_Consegna_
Stabilisci se le affermazioni seguenti concordano con il testo sul Partito comunista italiano. Per ciascuna rispondi sì o no e riporta tra virgolette le parole del testo che lo decidono.
1. Il Fronte Popolare del 1948 recava l'effigie di Garibaldi.
2. La denuncia dei crimini di Stalin da parte del suo successore spinse il PCI a un ripensamento.
3. La crescita elettorale del PCI si interruppe verso la fine degli anni settanta.

_Testo mostrato_
◇ ◇ ◇ ◇

Utente:Gioviale/Sandbox

Partito comunista italiano modifica

Nell'antifascismo il PCI è la forza più popolare e infatti la maggior parte degli aderenti alla Resistenza italiana era membro del partito togliattiano; esso tuttavia, a differenza delle altre forze partigiane che combattevano per la libertà e la democrazia, mirava piuttosto a sostituire una dittatura con un'altra, giungendo in diversi casi a identificare la lotta antifascista con la lotta di classe.[1][2][3] Anche negli anni a venire, nel linguaggio usato dal PCI ricorrerà spesso l'abitudine di attribuire l'epiteto "fascista" a un presunto nemico della lotta di classe o del proletariato.

Storia modifica

In tale contesto storico alle formazioni resistenziali legate al PCI sono legate le vendette post-belliche del triangolo della morte e il tragico eccidio di Porzûs, ai danni di formazioni resistenziali "bianche".[4] Queste vendette, che si protrassero ben oltre la guerra, almeno fino al 1948-49, colpirono anche inermi cittadini, sacerdoti, e chiunque non fosse esplicitamente affiliato all'ideologia comunista, con il pretesto di essere compromessi col regime fascista.[5][6][7]

Nel 1948 il PCI fece fronte comune con il PSI per cercare di vincere le prime libere elezioni politiche del dopoguerra: nacque il Fronte Popolare, che recava l'effige di Garibaldi. Fu una campagna elettorale molto combattuta, che si concluse con una bruciante sconfitta, inaspettata, per il PCI e tutto il Fronte Popolare da esso sostenuto.

Nel 1953, alla morte di Stalin, il giornale del partito comunista lo elogiò come uno dei più grandi benefattori dell'umanità.[8] La denuncia dei crimini di Stalin operata dal suo successore non fu tale da indurre il partito ad un ripensamento. Durante la rivoluzione ungherese del 1956, quando all'indomani di quella denuncia l'Ungheria si ribellò al regime sovietico, il PCI di Togliatti decise nonostante tutto di appoggare l'URSS. Dopo che personaggi significativi, in maggioranza intellettuali, avevano abbandonato il partito protestando contro l'adesione del PCI alla repressione sovietica, Togliatti diede inizio ad una nuova politica di partito nazionale imboccando la via italiana al socialismo, basato sulla politica del "doppio binario" o dei "due forni", che consisteva nel mantenere stretti con l'Urss da un lato, ma nel dipingere il PCI come un partito apparentemente democratico e riformista dall'altro.

La cultura e l'ideologia nel PCI modifica

Il PCI si consolidò, dopo la scissione socialista del 1947, come la seconda forza della democrazia italiana dopo la Democrazia cristiana. Da allora e per circa 30 anni il PCI, pur rimanendo sempre all'opposizione, conseguì una crescita elettorale costante che si interruppe solo verso la fine degli anni settanta al termine della stagione della solidarietà nazionale. Specialmente nei primi tempi, gli aderenti al PCI vivevano l'appartenenza al partito come una dimensione ideologica globale che coinvolgeva ogni aspetto della propria esistenza: «allora la visione del partito e la sua concezione erano del tutto totalizzanti: il partito comprendeva tutto. La direttiva del partito doveva valere in tutti i campi».[9] Nonostante il PCI godesse di un'egemonia in ambito culturale e intellettuale,[10] rimase sempre caratterizzato da un'atavica lontananza dai problemi della vita economica, produttiva e imprenditoriale del paese. Negli anni Cinquanta, quando era ormai prossimo il miracolo economico che avrebbe trasformato l'Italia in uno dei sette paesi più sviluppati del mondo, il PCI riteneva orami imminente il crollo del capitalismo e discuteva della crisi della borghesia.

◇ ◇ ◇ ◇

_Estratti dei dati_
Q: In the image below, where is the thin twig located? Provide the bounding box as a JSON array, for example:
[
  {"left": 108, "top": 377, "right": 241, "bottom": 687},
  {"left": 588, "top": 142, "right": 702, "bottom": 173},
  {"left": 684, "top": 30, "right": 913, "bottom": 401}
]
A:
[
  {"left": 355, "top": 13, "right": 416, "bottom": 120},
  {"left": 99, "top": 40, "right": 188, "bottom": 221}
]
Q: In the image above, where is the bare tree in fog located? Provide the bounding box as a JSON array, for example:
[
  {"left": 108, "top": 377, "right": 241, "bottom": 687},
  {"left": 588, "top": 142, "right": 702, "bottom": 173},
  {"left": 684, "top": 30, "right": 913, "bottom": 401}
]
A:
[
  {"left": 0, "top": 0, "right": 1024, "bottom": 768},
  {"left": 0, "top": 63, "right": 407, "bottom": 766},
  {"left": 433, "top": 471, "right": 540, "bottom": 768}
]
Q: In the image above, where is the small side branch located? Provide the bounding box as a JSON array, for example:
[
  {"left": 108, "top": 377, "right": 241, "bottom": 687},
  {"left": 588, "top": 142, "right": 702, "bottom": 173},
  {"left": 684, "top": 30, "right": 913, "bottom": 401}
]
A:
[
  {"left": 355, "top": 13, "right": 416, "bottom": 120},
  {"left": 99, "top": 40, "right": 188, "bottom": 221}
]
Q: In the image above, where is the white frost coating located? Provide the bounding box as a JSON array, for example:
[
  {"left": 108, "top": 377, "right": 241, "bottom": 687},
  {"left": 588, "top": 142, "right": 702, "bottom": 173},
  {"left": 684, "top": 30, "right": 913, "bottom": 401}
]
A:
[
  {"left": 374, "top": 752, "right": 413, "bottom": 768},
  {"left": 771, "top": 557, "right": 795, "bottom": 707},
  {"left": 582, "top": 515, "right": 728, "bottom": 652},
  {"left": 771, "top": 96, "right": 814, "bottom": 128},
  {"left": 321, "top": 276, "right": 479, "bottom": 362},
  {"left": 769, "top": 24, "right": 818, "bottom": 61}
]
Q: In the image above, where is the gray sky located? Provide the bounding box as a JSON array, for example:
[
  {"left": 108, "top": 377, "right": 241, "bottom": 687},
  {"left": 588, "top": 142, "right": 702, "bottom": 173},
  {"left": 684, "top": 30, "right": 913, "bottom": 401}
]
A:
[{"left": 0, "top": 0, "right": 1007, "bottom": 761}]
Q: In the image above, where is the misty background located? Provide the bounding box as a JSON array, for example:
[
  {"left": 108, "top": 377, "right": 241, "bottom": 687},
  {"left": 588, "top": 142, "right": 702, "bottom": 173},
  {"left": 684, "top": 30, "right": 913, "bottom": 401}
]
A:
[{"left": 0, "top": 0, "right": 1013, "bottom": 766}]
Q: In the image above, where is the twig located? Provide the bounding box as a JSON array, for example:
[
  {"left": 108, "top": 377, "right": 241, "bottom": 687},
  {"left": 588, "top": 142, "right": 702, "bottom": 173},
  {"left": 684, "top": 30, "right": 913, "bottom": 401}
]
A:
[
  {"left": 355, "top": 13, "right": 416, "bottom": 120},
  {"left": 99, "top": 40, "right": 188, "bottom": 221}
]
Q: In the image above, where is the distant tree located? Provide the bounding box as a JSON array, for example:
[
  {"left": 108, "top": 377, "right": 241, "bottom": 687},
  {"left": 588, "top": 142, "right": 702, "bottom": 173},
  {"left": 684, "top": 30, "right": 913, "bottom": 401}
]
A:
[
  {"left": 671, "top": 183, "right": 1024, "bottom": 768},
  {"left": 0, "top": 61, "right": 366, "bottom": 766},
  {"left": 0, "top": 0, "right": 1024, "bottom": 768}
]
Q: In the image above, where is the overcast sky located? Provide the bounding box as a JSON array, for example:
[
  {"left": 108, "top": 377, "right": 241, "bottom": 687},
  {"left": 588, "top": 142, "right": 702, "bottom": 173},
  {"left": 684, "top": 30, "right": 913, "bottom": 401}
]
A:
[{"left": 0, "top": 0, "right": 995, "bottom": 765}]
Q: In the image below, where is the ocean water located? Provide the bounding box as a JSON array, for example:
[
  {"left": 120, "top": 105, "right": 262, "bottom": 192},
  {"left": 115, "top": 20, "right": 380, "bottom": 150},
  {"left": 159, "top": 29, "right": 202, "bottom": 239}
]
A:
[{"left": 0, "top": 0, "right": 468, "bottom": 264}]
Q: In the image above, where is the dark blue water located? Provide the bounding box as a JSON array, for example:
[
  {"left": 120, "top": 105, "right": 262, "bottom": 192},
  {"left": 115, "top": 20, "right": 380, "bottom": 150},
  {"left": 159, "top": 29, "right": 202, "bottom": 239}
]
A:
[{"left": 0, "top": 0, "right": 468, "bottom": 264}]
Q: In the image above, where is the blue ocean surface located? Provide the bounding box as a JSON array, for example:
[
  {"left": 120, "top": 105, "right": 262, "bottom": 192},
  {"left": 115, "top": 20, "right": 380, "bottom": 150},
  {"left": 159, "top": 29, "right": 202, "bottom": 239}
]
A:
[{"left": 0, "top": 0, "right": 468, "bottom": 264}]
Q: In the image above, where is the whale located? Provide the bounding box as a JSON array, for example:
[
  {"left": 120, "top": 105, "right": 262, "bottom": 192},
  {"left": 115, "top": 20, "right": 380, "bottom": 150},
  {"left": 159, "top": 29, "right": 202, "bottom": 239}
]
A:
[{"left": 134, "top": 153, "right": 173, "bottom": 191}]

◇ ◇ ◇ ◇

_Risposta completa_
1. Sì: «nacque il Fronte Popolare, che recava l'effige di Garibaldi»
2. No: «La denuncia dei crimini di Stalin operata dal suo successore non fu tale da indurre il partito ad un ripensamento.»
3. Sì: «conseguì una crescita elettorale costante che si interruppe solo verso la fine degli anni settanta»